[EXTRACTED TEXT]
○ ○ ○ ○ ○ ○ ○

If someone waited until 1.3.3 RC3 to make a totally new feature request (unrelated to 1.3.3 changes), would we hold up the release over it and roll over to RC4? If not, it doesn't really make sense to delay a release over a bug report of an issue that's unrelated to changes in the release.
My general thoughts here are basically that Sia is still pretty early stage, still cycling very rapidly
The current strategy prevents rapid iteration.
If 1.3.3 RC1 is stable modulo some issues that have existed since pre-1.3.3, instead of spending 6 weeks iterating on 1.3.3 with new RCs, we could promote RC1 to the official release and then in 6 weeks, release 1.3.4.
I strongly recommend establishing release criteria and not deviating from them except in extraordinary circumstances (e.g. an exchange needs an ASAP fix).
For example, the criteria for 1.3.3 would probably be that it adds the /renter/stream/
API, fixes selected accounting bugs, and whatever else was a goal for the release. If some idiot comes to you during RC and complains about Sia destroying all their contracts, you can tell them, "We're very sorry, but that's always been there and you're the first to complain about it, so the fix will ship in 1.3.4."
If the release criteria is just ad-hoc when people stop asking for things during RC, it only withholds new features from users for weeks/months even though they're complete and stable.
For example, the criteria for 1.3.3 would probably be that it adds the /renter/stream/ API, fixes selected accounting bugs, and whatever else was a goal for the release. If some idiot comes to you during RC and complains about Sia destroying all their contracts, you can tell them, "We're very sorry, but that's always been there and you're the first to complain about it, so the fix will ship in 1.3.4."
Going to disagree on that one. If someone comes forward with a bug that's destroying all contracts, or comes forward with a bug that shows the renewal system is wonky / haywire, or comes forward with an easily triggered memory leak or an overflow-panic, those are all things worth pushing a release back over.
The reason we haven't seen these bugs before is because people haven't been able to get the software to the point of renewals before. Or if they have, other bugs were severe enough that the renewal bugs went unnoticed. For a long time, people were just like "yeah I have 135 contracts now" and we didn't know why.
Each of those fixes were independently only a few days of work, but contribute substantially to the overall stability and usability of v1.3.3. The alternative is to release a v1.3.3 that's still quite unstable.
People pay a lot more attention to problems and bugs during the RC phase. Bugs during RC that get discovered and then backlogged tend to remain backlogged for a long time. And then when you come back to it, nobody remembers anymore exactly how to reproduce it, logs might have been lost or deleted or buried, and the exact context of the bug is a lot fuzzier.
Sia still has a lot of bugs in it. When people are giving the buggy parts a lot of attention, I think it's worth slowing things down and really diving into the bugs, building tests, making reproductions, and getting to the bottom of all the issues that are causing file and contract instability.
Bugs during RC that get discovered and then backlogged tend to remain backlogged for a long time. And then when you come back to it, nobody remembers anymore exactly how to reproduce it, logs might have been lost or deleted or buried, and the exact context of the bug is a lot fuzzier.

○ ○ ○ ○ ○ ○ ○

[ACTIVITIES]
1 > List every kind of bug that the thread on Sia's release process names as worth pushing a release back over.
2 > Does each statement agree with the thread on Sia's release process? Answer yes or no for each and quote the words of the thread that decide it.
(a) The thread proposes promoting RC1 to the official release and releasing 1.3.4 six weeks later.
(b) The thread says bugs that are found during RC and then backlogged usually get fixed soon.
(c) The thread says each of the fixes took weeks of work.
3 > Reproduce the part of the thread on Sia's release process that opens with the words containing "If 1.3.3 RC1" and closes with "weeks, release 1.3.4.".

[RECORD EXTRACTS]
○ ○ ○ ○ ○ ○ ○

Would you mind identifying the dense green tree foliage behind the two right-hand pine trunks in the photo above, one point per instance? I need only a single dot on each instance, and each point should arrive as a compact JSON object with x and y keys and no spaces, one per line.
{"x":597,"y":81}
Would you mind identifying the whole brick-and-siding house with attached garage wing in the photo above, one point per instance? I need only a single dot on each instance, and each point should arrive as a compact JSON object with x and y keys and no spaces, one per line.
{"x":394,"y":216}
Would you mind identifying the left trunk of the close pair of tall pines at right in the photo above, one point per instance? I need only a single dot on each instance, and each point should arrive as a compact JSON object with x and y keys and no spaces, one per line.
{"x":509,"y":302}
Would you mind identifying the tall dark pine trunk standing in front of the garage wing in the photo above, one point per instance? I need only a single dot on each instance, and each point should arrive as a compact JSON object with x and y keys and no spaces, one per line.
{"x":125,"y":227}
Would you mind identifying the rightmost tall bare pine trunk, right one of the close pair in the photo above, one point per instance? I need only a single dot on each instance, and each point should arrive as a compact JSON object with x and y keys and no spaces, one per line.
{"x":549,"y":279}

○ ○ ○ ○ ○ ○ ○

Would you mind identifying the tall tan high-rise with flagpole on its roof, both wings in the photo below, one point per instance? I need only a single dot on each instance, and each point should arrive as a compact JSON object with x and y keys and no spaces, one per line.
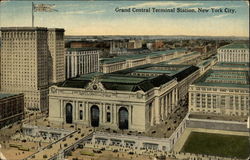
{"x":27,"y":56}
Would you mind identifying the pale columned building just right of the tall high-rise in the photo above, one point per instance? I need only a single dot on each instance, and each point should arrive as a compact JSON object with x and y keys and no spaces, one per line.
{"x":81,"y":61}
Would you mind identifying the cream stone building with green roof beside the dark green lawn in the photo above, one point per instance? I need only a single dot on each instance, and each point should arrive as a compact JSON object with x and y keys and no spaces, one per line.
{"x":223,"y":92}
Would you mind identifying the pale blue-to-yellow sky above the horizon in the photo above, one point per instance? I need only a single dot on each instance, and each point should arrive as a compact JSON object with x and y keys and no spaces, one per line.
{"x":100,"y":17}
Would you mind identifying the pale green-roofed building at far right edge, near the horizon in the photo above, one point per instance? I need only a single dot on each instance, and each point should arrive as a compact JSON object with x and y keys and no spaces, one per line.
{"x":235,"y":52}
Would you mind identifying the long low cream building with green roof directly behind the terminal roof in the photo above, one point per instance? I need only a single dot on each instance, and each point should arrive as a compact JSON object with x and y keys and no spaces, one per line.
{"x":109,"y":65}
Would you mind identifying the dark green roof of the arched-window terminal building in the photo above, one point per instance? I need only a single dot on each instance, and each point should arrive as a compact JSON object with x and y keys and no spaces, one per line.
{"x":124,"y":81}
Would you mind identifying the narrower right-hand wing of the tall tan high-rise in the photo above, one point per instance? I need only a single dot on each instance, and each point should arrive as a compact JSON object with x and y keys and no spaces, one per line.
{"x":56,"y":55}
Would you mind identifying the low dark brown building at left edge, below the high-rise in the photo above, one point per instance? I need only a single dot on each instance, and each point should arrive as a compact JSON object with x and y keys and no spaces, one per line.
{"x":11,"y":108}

○ ○ ○ ○ ○ ○ ○

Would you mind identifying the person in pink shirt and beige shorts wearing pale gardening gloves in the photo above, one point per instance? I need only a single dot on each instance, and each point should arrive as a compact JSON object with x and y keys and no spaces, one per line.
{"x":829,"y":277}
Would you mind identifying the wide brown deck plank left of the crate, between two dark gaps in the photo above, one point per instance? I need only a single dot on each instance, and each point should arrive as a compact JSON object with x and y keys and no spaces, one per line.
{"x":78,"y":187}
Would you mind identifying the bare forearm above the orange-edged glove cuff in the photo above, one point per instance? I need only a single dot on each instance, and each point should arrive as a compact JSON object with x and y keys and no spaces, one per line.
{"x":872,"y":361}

○ ○ ○ ○ ○ ○ ○

[ANSWERS TO THIS EXERCISE]
1 >
- a bug that's destroying all contracts
- a bug that shows the renewal system is wonky / haywire
- an easily triggered memory leak
- an overflow-panic

2 >
(a) Yes: "we could promote RC1 to the official release and then in 6 weeks, release 1.3.4."
(b) No: "Bugs during RC that get discovered and then backlogged tend to remain backlogged for a long time."
(c) No: "Each of those fixes were independently only a few days of work"

3 >
If 1.3.3 RC1 is stable modulo some issues that have existed since pre-1.3.3, instead of spending 6 weeks iterating on 1.3.3 with new RCs, we could promote RC1 to the official release and then in 6 weeks, release 1.3.4.